[Opening Document extract section]
Need different types of tissue? Just print them!

PTI Posted online: Saturday, Oct 26, 2013 at 0000 hrs
Berlin : Scientists have successfully developed suitable 'bio-inks' for production of artificial tissues.

The transparent liquids consist of components from the natural tissue matrix and living cells.

The substance is based on a well known biological material: gelatin. Gelatin is derived from collagen, the main constituent of native tissue.

Researchers from the Fraunhofer Institute for Interfacial Engineering and Biotechnology (IGB) in Stuttgart have chemically modified the gelling behaviour of the gelatin to adapt the biological molecules for printing.

Instead of gelling like unmodified gelatin, the bio-inks remain fluid during printing. Only after they are irradiated with UV light, they crosslink and cure to form hydrogels.

These are polymers containing a huge amount of water (just like native tissue), but which are stable in aqueous environments and when being warmed up to physiological 37 degrees Celsius.

The researchers can control the chemical modification of the biological molecules so that the resulting gels have differing strengths and swelling characteristics.
[Closing Document extract section]
[Opening Supplied entries section]
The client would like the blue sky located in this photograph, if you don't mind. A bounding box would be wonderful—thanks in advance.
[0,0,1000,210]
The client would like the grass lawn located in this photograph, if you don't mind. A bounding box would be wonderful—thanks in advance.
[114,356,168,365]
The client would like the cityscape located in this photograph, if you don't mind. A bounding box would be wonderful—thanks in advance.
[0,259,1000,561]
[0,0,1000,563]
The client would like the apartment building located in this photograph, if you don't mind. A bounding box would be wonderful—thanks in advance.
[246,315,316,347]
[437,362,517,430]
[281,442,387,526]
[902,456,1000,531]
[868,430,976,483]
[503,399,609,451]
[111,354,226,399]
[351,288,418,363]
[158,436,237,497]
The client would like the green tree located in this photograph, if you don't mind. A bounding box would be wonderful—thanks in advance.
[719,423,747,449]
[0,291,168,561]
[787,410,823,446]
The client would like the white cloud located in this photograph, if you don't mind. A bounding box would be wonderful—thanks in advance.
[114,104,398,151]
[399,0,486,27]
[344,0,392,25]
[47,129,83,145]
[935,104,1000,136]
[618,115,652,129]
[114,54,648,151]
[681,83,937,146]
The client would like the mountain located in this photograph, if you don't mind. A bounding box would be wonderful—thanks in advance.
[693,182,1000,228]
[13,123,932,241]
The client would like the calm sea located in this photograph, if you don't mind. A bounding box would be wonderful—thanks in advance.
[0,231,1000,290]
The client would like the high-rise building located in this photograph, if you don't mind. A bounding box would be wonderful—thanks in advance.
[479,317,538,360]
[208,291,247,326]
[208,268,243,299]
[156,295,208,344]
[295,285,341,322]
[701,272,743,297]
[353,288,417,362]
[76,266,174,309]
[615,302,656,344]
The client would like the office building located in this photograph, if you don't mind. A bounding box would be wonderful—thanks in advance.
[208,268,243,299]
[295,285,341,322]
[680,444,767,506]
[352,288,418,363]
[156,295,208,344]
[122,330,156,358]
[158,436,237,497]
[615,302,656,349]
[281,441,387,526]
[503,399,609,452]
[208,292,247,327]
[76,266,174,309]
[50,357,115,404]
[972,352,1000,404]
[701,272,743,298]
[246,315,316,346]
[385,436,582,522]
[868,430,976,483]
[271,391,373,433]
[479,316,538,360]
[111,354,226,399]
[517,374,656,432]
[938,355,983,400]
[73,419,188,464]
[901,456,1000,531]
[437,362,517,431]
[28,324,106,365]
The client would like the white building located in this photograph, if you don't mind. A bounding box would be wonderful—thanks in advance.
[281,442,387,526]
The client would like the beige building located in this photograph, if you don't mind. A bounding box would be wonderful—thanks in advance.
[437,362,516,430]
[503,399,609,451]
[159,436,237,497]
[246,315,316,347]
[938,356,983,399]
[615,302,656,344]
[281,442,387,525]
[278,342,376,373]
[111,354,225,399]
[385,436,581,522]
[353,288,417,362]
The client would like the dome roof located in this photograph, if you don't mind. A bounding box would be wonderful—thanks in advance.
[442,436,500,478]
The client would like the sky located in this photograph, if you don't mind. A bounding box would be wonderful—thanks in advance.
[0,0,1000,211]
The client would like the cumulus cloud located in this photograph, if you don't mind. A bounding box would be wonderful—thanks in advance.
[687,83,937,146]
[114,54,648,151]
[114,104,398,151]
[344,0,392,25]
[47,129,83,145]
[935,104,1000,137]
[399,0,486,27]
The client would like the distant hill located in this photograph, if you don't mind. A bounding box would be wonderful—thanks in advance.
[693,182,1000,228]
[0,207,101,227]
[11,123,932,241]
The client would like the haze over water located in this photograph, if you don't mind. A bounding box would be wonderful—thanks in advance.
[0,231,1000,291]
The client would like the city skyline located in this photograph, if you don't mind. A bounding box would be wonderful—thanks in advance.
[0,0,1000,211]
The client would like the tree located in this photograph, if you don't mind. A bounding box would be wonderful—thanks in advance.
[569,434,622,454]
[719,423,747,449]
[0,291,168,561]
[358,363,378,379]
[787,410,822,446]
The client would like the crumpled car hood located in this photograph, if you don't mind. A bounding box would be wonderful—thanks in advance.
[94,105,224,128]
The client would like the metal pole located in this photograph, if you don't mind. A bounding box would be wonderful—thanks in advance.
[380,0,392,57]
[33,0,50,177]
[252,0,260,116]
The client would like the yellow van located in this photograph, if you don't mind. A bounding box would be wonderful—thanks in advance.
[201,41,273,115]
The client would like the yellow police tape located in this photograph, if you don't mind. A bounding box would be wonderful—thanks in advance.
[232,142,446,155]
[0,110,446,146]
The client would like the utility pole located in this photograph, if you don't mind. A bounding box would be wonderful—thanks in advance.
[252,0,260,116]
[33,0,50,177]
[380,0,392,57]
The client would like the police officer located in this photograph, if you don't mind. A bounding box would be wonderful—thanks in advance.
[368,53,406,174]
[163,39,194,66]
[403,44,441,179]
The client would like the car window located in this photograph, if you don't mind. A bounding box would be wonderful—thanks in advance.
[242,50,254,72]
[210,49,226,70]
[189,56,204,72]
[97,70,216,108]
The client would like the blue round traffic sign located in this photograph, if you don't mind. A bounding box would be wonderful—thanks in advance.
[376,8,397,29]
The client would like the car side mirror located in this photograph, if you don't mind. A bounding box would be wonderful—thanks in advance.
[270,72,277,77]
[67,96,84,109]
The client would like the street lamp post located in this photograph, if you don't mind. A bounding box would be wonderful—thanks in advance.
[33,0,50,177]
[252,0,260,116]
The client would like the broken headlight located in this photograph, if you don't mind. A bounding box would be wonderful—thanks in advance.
[Closing Supplied entries section]
§ Problems and tasks
a: Render this sentence from the bio-ink article in Spanish: "The transparent liquids consist of components from the natural tissue matrix and living cells."
b: Pick up the bio-ink article after its final sentence and carry it on in the same style.

§ Results for each task
a: Los líquidos transparentes están compuestos por componentes de la matriz natural del tejido y por células vivas.

b:
The properties of natural tissue can therefore be imitated - from solid cartilage to soft adipose tissue.

In Stuttgart synthetic raw materials are printed as well that can serve as substitutes for the extracellular matrix.

For example a system that cures to a hydrogel devoid of by-products, and can be immediately populated with genuine cells.

"We are concentrating at the moment on the 'natural' variant. That way we remain very close to the original material. Even if the potential for synthetic hydrogels is big, we still need to learn a fair amount about the interactions between the artificial substances and cells or natural tissue," said Dr Kirsten Borchers.

"Our biomolecule-based variants provide the cells with a natural environment instead, and therefore can promote the self-organising behaviour of the printed cells to form a functional tissue model," said Borchers.